# Written instruction a:
In the lease accounting excerpt, in which quarter and year does the Corporation plan to adopt ASU 2016-02?

# Source excerpt:
···
Public business entities should apply the amendments in ASU 2016-02 for fiscal years beginning after December 15, 2018, including interim periods within those fiscal years (i.e., January 1, 2019, for a calendar year entity). Nonpublic business entities should apply the amendments for fiscal years beginning after December 15, 2019 (i.e., January 1, 2020, for a calendar year entity), and interim periods within fiscal years beginning after December 15, 2020. Early application is permitted for all public business entities and all nonpublic business entities upon issuance.
Lessees (for capital and operating leases) and lessors (for sales-type, direct financing, and operating leases) must apply a modified retrospective transition approach for leases existing at, or entered into after, the beginning of the earliest comparative period presented in the financial statements. The modified retrospective approach would not require any transition accounting for leases that expired before the earliest comparative period presented. Lessees and lessors may not apply a full retrospective transition approach. The Corporation plans to adopt this ASU in the first quarter of 2019. The Corporation has an implementation team working through the provisions of ASU 2016-02, including a review of all leases (primarily operating leases related to banking centers and office space) to assess the impact on accounting, disclosures and the election of certain practical expedients. The Corporation has selected a third party software solution to assist with the accounting under the new standard. The Corporation expects a one-time adjustment to other assets and other liabilities on the consolidated balance sheet will occur during the first quarter of 2019. The magnitude of any such adjustment or the overall impact of the new standard on financial condition, results of operations and regulatory capital is being evaluated.
···
# Raw data:
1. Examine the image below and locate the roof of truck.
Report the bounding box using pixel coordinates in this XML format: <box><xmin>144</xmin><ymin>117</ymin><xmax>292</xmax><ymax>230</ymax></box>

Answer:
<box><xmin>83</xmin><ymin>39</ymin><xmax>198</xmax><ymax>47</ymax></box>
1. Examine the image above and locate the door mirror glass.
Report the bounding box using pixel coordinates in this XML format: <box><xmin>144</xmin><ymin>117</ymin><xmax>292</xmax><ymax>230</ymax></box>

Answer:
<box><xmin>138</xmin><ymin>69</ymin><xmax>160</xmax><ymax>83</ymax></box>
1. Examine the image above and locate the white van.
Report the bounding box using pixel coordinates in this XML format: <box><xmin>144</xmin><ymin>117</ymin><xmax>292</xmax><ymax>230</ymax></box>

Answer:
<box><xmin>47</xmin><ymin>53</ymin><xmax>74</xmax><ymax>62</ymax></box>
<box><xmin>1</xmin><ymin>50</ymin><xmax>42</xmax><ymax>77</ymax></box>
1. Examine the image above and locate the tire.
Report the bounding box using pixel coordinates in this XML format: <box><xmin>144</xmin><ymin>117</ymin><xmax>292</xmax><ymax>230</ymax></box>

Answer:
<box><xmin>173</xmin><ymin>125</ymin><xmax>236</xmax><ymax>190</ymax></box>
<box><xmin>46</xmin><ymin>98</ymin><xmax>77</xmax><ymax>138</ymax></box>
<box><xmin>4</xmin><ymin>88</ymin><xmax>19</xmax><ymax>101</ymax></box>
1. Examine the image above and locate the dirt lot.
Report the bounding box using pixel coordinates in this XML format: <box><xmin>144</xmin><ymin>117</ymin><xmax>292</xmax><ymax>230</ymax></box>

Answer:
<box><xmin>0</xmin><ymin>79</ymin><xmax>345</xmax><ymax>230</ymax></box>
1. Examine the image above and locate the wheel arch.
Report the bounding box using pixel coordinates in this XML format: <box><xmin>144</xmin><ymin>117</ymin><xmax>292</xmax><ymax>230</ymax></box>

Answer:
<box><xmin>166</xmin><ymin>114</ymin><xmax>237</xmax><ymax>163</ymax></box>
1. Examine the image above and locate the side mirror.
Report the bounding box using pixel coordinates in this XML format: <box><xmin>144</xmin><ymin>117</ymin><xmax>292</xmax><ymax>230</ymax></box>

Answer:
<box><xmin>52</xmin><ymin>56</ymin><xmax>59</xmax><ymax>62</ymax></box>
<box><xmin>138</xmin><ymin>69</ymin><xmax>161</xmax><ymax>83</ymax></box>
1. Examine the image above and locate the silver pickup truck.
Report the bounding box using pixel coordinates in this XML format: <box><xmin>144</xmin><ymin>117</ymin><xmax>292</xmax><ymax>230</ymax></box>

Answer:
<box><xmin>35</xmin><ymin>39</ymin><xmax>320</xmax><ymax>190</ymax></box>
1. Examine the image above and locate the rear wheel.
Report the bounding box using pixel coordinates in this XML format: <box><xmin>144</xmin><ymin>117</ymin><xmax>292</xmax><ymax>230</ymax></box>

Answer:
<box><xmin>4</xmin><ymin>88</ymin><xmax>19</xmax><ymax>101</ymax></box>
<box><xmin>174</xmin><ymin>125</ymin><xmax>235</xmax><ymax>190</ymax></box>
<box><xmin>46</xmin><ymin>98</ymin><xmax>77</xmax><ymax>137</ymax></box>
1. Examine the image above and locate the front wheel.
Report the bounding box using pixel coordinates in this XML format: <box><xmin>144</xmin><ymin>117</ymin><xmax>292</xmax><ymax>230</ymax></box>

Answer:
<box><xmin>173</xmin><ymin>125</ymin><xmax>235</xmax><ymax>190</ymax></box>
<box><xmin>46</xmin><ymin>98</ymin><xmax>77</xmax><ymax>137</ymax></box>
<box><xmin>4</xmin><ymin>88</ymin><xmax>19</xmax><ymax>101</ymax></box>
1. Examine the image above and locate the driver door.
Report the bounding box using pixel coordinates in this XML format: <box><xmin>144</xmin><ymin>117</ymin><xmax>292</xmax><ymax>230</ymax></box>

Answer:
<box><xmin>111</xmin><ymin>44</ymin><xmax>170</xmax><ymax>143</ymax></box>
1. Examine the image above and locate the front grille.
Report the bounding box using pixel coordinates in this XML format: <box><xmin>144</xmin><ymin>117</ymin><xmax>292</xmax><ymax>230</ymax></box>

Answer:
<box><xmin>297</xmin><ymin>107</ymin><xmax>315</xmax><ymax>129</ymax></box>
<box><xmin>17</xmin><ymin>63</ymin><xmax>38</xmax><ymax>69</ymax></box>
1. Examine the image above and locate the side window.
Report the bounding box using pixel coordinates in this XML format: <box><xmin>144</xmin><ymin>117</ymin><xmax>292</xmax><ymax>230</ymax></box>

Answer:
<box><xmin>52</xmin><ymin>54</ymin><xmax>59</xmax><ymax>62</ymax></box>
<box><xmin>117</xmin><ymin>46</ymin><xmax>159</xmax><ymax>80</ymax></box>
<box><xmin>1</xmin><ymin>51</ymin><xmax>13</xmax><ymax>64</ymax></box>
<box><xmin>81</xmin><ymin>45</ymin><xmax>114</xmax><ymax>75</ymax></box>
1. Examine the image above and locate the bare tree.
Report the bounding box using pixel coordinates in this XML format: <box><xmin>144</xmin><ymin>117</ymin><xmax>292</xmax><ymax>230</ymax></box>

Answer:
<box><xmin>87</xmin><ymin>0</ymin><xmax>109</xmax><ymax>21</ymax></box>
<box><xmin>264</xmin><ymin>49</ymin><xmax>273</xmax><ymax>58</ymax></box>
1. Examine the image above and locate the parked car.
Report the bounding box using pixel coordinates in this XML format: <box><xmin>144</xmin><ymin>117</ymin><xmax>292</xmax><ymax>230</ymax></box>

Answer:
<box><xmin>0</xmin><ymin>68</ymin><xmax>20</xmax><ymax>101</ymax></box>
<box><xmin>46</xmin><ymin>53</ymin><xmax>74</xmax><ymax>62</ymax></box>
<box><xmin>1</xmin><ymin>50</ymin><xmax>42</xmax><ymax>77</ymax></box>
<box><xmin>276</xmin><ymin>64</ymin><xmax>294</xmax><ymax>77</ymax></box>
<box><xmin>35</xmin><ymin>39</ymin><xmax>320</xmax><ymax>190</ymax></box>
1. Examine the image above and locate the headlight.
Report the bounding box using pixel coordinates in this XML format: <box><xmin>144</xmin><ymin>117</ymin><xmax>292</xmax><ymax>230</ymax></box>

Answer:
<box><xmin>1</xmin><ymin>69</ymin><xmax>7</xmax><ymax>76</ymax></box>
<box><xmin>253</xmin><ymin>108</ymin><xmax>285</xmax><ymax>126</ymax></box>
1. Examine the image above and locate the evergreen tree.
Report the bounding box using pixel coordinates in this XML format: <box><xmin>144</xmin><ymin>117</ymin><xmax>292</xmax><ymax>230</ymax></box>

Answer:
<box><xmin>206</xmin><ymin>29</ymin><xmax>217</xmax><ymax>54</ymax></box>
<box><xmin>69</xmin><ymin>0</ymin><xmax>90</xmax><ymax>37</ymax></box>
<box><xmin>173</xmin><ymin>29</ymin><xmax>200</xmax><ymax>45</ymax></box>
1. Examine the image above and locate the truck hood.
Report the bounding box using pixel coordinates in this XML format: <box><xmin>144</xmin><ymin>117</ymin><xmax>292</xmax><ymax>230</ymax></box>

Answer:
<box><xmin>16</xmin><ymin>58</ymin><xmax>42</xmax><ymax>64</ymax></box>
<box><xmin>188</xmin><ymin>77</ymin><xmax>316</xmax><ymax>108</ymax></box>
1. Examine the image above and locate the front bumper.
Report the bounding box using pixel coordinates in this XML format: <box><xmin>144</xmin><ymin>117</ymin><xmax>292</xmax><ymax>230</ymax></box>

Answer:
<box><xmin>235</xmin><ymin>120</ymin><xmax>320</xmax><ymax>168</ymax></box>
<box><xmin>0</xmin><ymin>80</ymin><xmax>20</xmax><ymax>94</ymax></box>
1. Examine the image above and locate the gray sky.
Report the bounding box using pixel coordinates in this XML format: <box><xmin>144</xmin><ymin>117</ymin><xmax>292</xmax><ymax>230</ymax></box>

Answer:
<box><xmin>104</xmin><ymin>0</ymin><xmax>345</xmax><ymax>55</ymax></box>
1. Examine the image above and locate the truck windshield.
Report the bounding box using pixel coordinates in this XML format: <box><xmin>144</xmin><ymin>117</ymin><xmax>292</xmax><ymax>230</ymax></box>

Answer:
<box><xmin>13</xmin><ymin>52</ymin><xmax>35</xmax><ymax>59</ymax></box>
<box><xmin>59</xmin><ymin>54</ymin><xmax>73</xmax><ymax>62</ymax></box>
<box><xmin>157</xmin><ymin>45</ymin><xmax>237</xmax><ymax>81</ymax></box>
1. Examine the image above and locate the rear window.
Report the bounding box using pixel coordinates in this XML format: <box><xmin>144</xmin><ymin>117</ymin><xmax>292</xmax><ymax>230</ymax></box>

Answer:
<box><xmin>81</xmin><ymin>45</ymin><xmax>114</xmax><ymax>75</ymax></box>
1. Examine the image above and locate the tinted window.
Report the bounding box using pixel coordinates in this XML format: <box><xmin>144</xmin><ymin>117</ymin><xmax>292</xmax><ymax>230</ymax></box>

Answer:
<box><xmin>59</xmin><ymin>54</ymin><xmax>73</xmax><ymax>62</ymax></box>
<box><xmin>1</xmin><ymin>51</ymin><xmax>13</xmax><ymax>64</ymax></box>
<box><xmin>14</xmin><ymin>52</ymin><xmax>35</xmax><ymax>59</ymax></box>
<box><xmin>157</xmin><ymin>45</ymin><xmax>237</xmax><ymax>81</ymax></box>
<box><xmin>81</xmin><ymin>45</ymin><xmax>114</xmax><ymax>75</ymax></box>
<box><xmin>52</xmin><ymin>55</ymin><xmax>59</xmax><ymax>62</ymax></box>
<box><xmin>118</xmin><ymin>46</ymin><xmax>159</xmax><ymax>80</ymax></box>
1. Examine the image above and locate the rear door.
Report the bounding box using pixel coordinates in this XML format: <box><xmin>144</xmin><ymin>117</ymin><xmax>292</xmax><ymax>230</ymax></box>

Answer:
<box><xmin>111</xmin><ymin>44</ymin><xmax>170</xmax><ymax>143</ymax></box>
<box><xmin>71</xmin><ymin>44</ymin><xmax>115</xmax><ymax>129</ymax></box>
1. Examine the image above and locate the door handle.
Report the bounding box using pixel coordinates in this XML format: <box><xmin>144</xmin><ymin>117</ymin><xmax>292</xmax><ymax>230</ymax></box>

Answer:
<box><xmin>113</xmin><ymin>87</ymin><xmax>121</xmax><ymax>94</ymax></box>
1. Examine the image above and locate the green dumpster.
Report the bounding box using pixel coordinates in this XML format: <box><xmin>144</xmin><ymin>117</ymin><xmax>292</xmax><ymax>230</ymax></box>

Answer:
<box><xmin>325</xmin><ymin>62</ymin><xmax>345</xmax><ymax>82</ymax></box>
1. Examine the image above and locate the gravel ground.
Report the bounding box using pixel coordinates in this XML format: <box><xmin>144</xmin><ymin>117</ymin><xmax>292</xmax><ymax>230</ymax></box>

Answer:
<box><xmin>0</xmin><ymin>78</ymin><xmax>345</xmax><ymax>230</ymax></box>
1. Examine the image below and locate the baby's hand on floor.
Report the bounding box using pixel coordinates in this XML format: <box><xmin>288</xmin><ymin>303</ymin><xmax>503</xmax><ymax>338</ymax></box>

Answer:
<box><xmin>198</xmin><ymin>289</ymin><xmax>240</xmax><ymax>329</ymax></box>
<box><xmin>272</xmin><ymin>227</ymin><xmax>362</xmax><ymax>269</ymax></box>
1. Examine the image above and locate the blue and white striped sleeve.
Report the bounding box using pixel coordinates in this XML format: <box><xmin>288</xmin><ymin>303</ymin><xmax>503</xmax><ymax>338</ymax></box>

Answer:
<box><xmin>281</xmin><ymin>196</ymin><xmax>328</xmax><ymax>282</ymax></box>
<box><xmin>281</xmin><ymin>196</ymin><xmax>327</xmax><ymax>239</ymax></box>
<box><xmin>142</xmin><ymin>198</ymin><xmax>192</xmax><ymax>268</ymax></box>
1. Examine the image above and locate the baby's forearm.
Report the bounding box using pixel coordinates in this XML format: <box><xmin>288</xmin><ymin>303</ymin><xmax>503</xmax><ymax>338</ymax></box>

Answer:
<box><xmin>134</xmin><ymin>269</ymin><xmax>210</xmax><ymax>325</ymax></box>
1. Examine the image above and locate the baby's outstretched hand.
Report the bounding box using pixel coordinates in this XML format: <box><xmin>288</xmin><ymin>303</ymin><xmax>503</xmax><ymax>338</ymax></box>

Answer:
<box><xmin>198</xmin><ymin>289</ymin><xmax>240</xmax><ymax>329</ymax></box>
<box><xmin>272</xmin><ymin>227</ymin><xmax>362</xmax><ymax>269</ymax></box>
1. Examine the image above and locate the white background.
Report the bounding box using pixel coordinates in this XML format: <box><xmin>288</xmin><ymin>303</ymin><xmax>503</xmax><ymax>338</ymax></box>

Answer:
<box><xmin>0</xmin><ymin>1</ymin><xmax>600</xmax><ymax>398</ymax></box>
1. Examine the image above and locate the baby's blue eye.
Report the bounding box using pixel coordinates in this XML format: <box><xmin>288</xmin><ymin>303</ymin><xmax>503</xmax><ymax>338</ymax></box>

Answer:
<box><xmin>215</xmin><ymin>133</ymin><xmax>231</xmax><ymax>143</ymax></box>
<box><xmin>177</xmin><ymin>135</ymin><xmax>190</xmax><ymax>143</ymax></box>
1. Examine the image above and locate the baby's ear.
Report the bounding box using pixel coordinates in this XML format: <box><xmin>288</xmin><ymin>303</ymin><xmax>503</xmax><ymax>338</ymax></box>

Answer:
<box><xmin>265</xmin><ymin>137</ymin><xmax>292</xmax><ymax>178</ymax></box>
···
# Written instruction b:
Count the lines of the entries that contain the string "side", treating uppercase and lowercase letters as different, and give only the number.

# Complete response a:
The first quarter of 2019.

# Complete response b:
2